Data records ▸
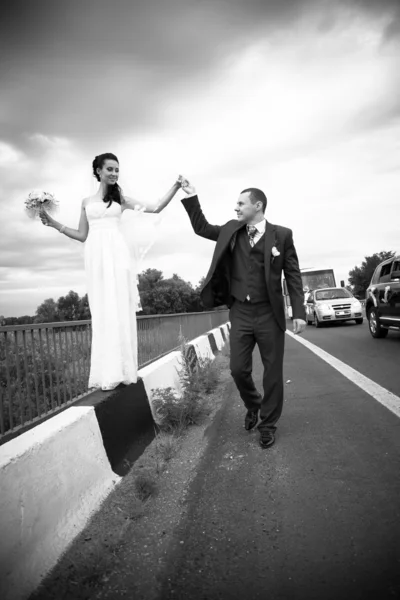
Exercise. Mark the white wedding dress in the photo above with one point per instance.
(111, 259)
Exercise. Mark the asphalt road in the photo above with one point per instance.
(378, 359)
(317, 516)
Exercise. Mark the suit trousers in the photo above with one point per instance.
(253, 324)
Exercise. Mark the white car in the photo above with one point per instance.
(332, 304)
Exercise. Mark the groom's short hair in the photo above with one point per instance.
(256, 195)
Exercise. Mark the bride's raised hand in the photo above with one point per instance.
(187, 187)
(46, 218)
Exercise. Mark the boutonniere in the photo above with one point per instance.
(274, 251)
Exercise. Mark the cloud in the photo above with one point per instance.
(298, 98)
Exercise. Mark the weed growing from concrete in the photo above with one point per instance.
(167, 445)
(145, 485)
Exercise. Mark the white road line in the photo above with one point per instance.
(381, 394)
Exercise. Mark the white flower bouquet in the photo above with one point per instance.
(37, 200)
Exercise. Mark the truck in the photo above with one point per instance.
(312, 278)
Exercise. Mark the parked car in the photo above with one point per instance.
(382, 300)
(332, 304)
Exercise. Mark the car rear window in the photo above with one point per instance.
(332, 294)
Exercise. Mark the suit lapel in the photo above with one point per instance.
(270, 234)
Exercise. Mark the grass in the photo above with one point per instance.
(145, 484)
(100, 551)
(175, 413)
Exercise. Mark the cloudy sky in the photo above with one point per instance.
(300, 98)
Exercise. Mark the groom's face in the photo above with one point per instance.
(245, 209)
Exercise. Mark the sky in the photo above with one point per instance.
(299, 98)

Requirement ▸
Rewrite the records above, changing every "Exercise" to "Task" and leaving everything else untouched. Omit the pictures from your answer.

Result below ▸
Task. Mark the white wedding dress in the photo above with one point per instance.
(111, 259)
Task. Mark the asphalt road in the photo above with one point per instance.
(378, 359)
(317, 516)
Task. Mark the suit trousers in the photo above with one point per instance.
(253, 324)
Task. Mark the white car in the photo above with one point per instance.
(332, 304)
Task. Mark the groom's short hair in the photo above with one point per instance.
(256, 195)
Task. Mark the bride's raised hand in the photo above with one point per instance.
(187, 187)
(46, 218)
Task. Mark the boutonniere in the photo above with one point per instance.
(274, 251)
Task. Mark the cloud in the photo above with one point per instance.
(298, 98)
Task. Mark the weed growing from concrete in the photo above with one point per instance.
(167, 445)
(145, 485)
Task. Mark the white road line in the photo above with one point per instance.
(381, 394)
Task. Mark the white flower bouquet in the photo above with one point per instance.
(37, 200)
Task. Mark the truck in the photo above with one point per instance.
(312, 278)
Task. Mark the parked car in the photo above with one point per instance.
(382, 300)
(332, 304)
Task. Mark the car rear window in the photo above with one point per instance.
(332, 294)
Task. Mark the suit lapel in the photo above with one point per instance.
(270, 234)
Task. Mark the grass in the photo above with one point per instance.
(145, 484)
(100, 551)
(175, 413)
Task. Mark the cloudy sky in the photo above with one point per instance.
(300, 98)
Task. Mark the groom's face in the photo above with one point per instance.
(245, 209)
Task. Mark the sky in the photo above with one point per instance.
(299, 98)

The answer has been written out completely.